##### Text block
CANCELED_ Metacognitive Therapy for Health Anxiety
In-Congress Workshop 19 - CANCELED- Metacognitive Therapy for Health Anxiety
Saturday, June 27, 2026
9:00 AM - 12:00 PM PDT
Location: Golden Gate C1, B2 Level
Earn 3 Credit
Keywords: Health Anxiety, Treatment, Cognitive Processes Recommended Readings: Bailey, R., & Wells, A. (2024). Feasibility and preliminary efficacy of metacognitive therapy for health anxiety: A pilot RCT. Journal of Affective Disorders Reports, 16, 100751., Ivan, L., Foerster, P., Bermpohl, F. M. G., Gerlach, A. L., & Pohl, A. (2025). Do metacognitions contribute to pathological health anxiety? A systematic review and meta-analysis. Plos one, 20(7), e0325563., Nordahl, H., Anyan, F., Strand, E. R., Sævik, P., Jacobsson, H., & Wells, A. (2025). Metacognitive beliefs in health anxiety: psychometric evaluation of the MCQ-HA and a test of the metacognitive model applied to health anxiety in a Norwegian sample. Cognitive Behaviour Therapy, 1-11., ,
Assistant Professor University of Cambridge CAmbridge, England, United Kingdom
Health anxiety is a pervasive condition in which people become preoccupied with the possibility of having or developing a serious illness. Cognitive behavioural therapy remains the most evaluated psychological approach, yet systematic reviews and meta-analyses report mixed outcomes for both symptom reduction and long-term relapse. This has created a need for interventions that more directly target the processes that drive health-anxiety persistence and are feasible to deliver in routine services. The metacognitive model provides that alternative. It frames health anxiety as a disorder maintained by the cognitive-attentional syndrome: worry, checking, internal threat monitoring, and coping behaviours shaped by positive and negative metacognitive beliefs. Research using this model shows that shifting these metacognitions produces substantial and lasting improvement, and that change can occur without discussing the content of illness thoughts. This includes reducing disease conviction, curbing reassurance-seeking, and altering attentional biases without sliding into illness-focused debate — a common drift point in standard CBT. In this workshop, the metacognitive model of health anxiety will be outlined and used to show how case conceptualisation and treatment can be organised around it. The session will focus on core MCT methods that interrupt the cognitive-attentional syndrome: detached mindfulness, health-worry postponement, attentional modification, and strategies for preventing immersion in the content of health-related thoughts. We will also examine the metacognitions repeatedly identified as drivers of persistence and relapse. These include beliefs about biased thinking, beliefs that worry is protective, and the paradoxical way that feeling temporarily better can trigger renewed checking or internal monitoring. Understanding these mechanisms gives clinicians the leverage to intervene at the level that actually maintains health anxiety.
Learning Objectives:
Apply metacognitive treatment principles to health-anxiety presentations.
1. Understand the metacognitive model of health anxiety.
Keep therapy focused on process rather than the content of distress.
Identify metacognitive beliefs that maintain symptoms and increase relapse risk.
##########
##### Recorded data
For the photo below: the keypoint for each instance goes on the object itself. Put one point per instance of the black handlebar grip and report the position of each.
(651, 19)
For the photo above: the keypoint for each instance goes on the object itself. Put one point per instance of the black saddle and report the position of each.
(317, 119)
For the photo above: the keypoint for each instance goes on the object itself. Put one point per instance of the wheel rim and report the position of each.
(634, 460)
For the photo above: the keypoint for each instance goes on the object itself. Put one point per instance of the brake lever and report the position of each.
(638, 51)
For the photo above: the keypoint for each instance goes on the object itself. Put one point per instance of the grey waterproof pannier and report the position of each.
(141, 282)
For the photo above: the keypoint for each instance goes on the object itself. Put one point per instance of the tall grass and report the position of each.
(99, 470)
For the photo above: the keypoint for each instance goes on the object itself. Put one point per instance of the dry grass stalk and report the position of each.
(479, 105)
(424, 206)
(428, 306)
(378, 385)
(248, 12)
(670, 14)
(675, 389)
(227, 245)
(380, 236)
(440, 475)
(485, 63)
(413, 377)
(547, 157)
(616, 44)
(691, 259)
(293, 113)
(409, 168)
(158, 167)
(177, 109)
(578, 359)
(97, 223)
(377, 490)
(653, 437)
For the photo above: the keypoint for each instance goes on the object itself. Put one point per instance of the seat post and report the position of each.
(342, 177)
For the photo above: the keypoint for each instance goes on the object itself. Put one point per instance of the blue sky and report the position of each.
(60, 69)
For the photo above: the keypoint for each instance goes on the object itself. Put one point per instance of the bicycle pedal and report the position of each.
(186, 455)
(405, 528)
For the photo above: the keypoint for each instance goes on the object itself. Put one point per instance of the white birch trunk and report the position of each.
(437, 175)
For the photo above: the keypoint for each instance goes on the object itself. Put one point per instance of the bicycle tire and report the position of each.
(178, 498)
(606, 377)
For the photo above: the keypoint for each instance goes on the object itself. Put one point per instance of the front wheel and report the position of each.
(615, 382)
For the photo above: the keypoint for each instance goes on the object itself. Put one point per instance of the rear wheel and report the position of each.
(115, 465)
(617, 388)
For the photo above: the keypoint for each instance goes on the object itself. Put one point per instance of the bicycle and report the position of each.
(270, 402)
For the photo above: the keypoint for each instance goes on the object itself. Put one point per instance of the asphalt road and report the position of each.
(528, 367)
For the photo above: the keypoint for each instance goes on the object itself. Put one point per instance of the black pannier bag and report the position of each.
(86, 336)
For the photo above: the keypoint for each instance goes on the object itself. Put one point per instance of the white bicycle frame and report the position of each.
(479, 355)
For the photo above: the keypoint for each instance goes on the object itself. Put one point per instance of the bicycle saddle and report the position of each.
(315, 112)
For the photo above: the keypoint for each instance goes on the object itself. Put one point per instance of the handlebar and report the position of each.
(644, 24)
##########
→ **Task set**
a) Retype the stretch of the workshop listing from "1. Understand the" through "increase relapse risk.".
b) Translate this sentence from the workshop listing into Spanish: "Health anxiety is a pervasive condition in which people become preoccupied with the possibility of having or developing a serious illness."

→ **Answer section**
a)
1. Understand the metacognitive model of health anxiety.
Keep therapy focused on process rather than the content of distress.
Identify metacognitive beliefs that maintain symptoms and increase relapse risk.

b) La ansiedad por la salud es una afección generalizada en la que las personas se preocupan en exceso por la posibilidad de padecer o desarrollar una enfermedad grave.